WHAT IS BEING ASKED
Print the data below verbatim, minus images.

(Image point grounding data)
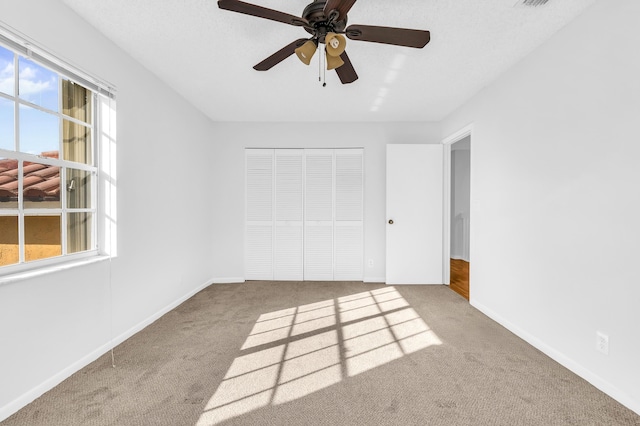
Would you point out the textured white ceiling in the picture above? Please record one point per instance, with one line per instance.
(207, 55)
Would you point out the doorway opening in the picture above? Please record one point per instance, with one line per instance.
(457, 218)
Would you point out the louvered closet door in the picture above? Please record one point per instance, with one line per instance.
(319, 195)
(304, 214)
(348, 225)
(288, 252)
(259, 214)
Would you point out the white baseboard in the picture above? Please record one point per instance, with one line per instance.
(597, 381)
(228, 280)
(29, 396)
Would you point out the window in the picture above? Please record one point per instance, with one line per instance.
(48, 166)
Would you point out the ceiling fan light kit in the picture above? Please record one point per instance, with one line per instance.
(306, 51)
(326, 21)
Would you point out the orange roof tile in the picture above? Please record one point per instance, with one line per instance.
(41, 181)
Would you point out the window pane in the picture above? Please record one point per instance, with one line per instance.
(41, 186)
(7, 134)
(78, 187)
(7, 73)
(8, 183)
(42, 237)
(38, 85)
(9, 240)
(39, 131)
(76, 142)
(79, 232)
(76, 101)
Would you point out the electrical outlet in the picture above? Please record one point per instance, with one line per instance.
(602, 343)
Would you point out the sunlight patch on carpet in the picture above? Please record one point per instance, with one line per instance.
(295, 352)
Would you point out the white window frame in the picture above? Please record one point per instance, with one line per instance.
(102, 94)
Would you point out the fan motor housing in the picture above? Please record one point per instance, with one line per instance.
(320, 23)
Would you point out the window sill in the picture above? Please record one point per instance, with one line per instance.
(45, 270)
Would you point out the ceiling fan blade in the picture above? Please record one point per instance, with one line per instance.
(346, 72)
(261, 12)
(279, 56)
(342, 6)
(389, 35)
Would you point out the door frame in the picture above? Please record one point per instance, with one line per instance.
(446, 228)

REPLY
Would you point out the textured white ceiling in the picture above? Please record one point per instance, with one line per instance.
(207, 55)
Would you point out the doorway opening in the picture above? Please record one point per instance, with one line per instance.
(457, 218)
Would you point out the louvered closet door in the picture above? Please record one point per instance, with one line per instance.
(319, 195)
(304, 214)
(348, 225)
(288, 252)
(259, 214)
Would you point out the white baseboard in the picture above? Please record one point per instance, with one line per instance.
(597, 381)
(228, 280)
(29, 396)
Would you point out the window in the picture above? Please record one point per instance, with one line per instance.
(48, 166)
Would you point out the ceiling fan light kit in the picture above? Please record one point per instance, with one line per instance.
(306, 51)
(326, 21)
Would you point out the orange roof tile in the picture above? Please record one point per instance, with one line per instance.
(41, 181)
Would you point out the window pane in the picture above? Please record one point per instance, with one line per instance.
(41, 186)
(7, 134)
(78, 187)
(7, 73)
(8, 183)
(42, 237)
(38, 85)
(9, 240)
(39, 131)
(76, 142)
(79, 232)
(76, 101)
Would you point out the electrical outlet in the picture above? Please record one point per instance, with one line per instance.
(602, 343)
Would you point out the sunlight patch on carpet in the picture above? Please record one point per instance, with one line per instance.
(295, 352)
Would you point out the white window frame in the picture above? Please record one point per instance, with one line per instance.
(102, 94)
Would you point out the fan motor housing in the picture above? Please record one point per instance, with one line per instance.
(320, 23)
Would you point out the window sill in the picture above? Please record one point per instance, with one line per instance.
(45, 270)
Would you point out the ceiling fan blade in the picture above? Please record one point per instance, with one line per instance.
(346, 72)
(261, 12)
(279, 56)
(342, 6)
(389, 35)
Would you point out the door frame in the picture above? Please record one point per instance, with one line per instance.
(446, 228)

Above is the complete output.